ASSIGNMENT: Each record is to be transcribed exactly.

Referring expression data:
################
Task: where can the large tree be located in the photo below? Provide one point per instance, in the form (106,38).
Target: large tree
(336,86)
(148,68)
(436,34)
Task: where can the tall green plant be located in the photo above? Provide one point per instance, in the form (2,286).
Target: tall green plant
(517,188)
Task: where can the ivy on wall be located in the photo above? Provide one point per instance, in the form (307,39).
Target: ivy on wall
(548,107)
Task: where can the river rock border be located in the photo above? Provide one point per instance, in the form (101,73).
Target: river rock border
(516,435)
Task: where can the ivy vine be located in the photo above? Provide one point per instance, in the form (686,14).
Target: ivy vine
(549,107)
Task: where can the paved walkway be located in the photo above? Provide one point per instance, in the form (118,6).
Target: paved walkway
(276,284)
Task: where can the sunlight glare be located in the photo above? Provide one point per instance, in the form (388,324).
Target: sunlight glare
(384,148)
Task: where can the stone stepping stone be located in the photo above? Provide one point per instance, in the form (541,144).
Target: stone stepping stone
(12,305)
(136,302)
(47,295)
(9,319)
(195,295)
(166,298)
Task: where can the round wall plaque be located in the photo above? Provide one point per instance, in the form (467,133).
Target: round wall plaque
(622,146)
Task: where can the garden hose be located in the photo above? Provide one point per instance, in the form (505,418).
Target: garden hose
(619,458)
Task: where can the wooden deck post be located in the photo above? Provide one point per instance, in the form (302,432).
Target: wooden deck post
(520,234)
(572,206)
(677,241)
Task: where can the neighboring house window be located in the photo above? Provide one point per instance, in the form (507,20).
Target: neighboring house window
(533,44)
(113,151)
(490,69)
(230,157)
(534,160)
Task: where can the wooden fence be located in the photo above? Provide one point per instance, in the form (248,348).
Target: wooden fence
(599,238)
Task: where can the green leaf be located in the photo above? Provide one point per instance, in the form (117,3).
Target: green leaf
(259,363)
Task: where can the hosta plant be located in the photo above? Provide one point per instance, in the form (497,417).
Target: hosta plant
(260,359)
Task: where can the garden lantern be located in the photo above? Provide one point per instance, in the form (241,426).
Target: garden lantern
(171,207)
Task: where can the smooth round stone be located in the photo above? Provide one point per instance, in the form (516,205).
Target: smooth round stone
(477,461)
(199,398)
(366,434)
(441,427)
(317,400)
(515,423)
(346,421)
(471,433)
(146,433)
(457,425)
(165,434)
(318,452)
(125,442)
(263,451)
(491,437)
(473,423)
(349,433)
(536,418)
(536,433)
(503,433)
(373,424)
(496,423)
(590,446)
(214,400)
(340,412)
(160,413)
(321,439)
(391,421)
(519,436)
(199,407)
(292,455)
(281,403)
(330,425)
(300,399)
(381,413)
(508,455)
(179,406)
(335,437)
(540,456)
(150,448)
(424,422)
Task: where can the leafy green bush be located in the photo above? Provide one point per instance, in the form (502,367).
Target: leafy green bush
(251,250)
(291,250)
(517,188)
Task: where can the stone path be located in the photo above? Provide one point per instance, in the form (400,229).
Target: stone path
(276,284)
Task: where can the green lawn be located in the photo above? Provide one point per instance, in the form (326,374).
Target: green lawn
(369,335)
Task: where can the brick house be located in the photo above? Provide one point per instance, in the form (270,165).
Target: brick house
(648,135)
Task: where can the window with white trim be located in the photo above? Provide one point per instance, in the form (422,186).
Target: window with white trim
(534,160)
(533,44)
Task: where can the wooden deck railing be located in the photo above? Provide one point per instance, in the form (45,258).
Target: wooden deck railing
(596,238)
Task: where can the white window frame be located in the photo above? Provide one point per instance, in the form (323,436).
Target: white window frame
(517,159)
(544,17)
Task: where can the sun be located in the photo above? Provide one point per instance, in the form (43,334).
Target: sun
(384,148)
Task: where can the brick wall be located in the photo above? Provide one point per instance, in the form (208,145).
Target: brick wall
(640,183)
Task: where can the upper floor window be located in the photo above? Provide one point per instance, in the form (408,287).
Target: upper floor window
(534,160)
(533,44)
################
WRITTEN SOLUTION:
Task: where can the large tree be located in the photo below? Provide one point per instance, in the form (106,38).
Target: large tree
(336,86)
(148,68)
(436,34)
Task: where can the tall green plant be located in the photo above? Provide one point per instance, in the form (2,286).
Target: tall green plant
(517,188)
Task: where can the ivy on wall be located in the photo above? Provide one point per instance, in the form (307,39).
Target: ivy on wall
(548,107)
Task: where can the river rock border be located in the photo above? Provide one point per instance, in the form (101,73).
Target: river rock border
(516,435)
Task: where can the ivy vine be located in the photo above? Provide one point per instance, in the form (686,14).
Target: ivy vine
(549,107)
Task: where can the paved walkway be located in the photo above? Provide one point per instance, in the form (118,6).
Target: paved walkway
(276,284)
Task: where can the sunlight glare be located in the photo above? Provide one point per instance, in the form (388,324).
Target: sunlight glare
(384,148)
Task: where can the stone stepping stone be located in the photo above? Provide one point per instance, in the form (541,144).
Target: stone stepping stone
(12,305)
(136,302)
(47,295)
(9,319)
(195,295)
(166,298)
Task: where can the round wall plaque be located in the photo above? Provide one point per instance, in the form (467,133).
Target: round wall plaque
(622,146)
Task: where can the garden hose be located in the photo above? Provide one point per instance, in the form (505,418).
Target: garden hose
(619,458)
Task: where can the wooden deck post be located in the photo above? Provide one point per instance, in the form (302,432).
Target: wooden deck post
(520,234)
(572,206)
(677,241)
Task: where can the neighboring house window be located in the photo above? Provide one point per instance, in the form (507,20).
Target: neighboring house window
(533,44)
(113,151)
(490,69)
(230,157)
(534,160)
Task: where can the wooden fence be located in the photo above? Provide one point per instance, in the form (248,348).
Target: wooden fence
(599,238)
Task: where can the green leaf be located in the photo above? Provide one point per instance, in the form (117,3).
Target: green leaf
(259,363)
Task: where can the hosta plant be located in the photo above? Provide one point per instance, in the form (497,417).
Target: hosta plant
(260,359)
Task: where can the garden lantern be located in the photo above? Provide one point per instance, in the form (241,426).
Target: garden lantern
(171,207)
Task: where can the smooth round stone be located in the photo above? Provide one point per instance, in the form (516,205).
Target: smooth round stone
(477,461)
(199,398)
(366,434)
(441,427)
(317,400)
(515,423)
(346,421)
(471,433)
(146,433)
(457,425)
(165,434)
(318,452)
(125,442)
(263,451)
(491,437)
(473,423)
(349,433)
(536,418)
(536,433)
(503,433)
(373,424)
(496,423)
(590,446)
(214,400)
(340,412)
(160,413)
(321,439)
(391,421)
(519,436)
(199,407)
(292,455)
(281,403)
(330,425)
(300,399)
(381,413)
(508,455)
(179,406)
(335,437)
(540,456)
(150,448)
(424,422)
Task: where can the leafy green bush be located in the photo above? Provide one point per instance, in the form (502,367).
Target: leafy green bush
(251,250)
(291,250)
(517,188)
Task: where can the stone path be located in the photo above? Provide one point per instance, in the form (400,229).
Target: stone path
(276,284)
Task: where can the green lawn be located in the photo above? Provide one point per instance, in the form (326,374).
Target: green lawn
(369,335)
Task: where can the brick house be located in the photo above? Provide one point per instance, in the form (270,165).
Target: brick house
(648,135)
Task: where can the window with white trim be located in the photo above? Provide one point per instance, in the form (422,186).
Target: window with white trim
(534,160)
(533,44)
Task: where can the wooden deck railing be located in the photo above? Provide one point per instance, in the form (45,258).
Target: wooden deck railing
(596,238)
Task: where can the white window frame be located in the photo above? Provide one point per instance, in the form (323,436).
Target: white window frame
(517,159)
(544,17)
Task: where can the sun be located in the photo above? Provide one point per instance, in the form (43,334).
Target: sun
(384,148)
Task: where can the brick wall be located in the photo above? Provide one point per instance, in the form (208,145).
Target: brick wall
(640,183)
Task: where can the upper floor window be located in the photo above? Provide one point per instance, in the form (408,287).
Target: upper floor window
(534,160)
(533,44)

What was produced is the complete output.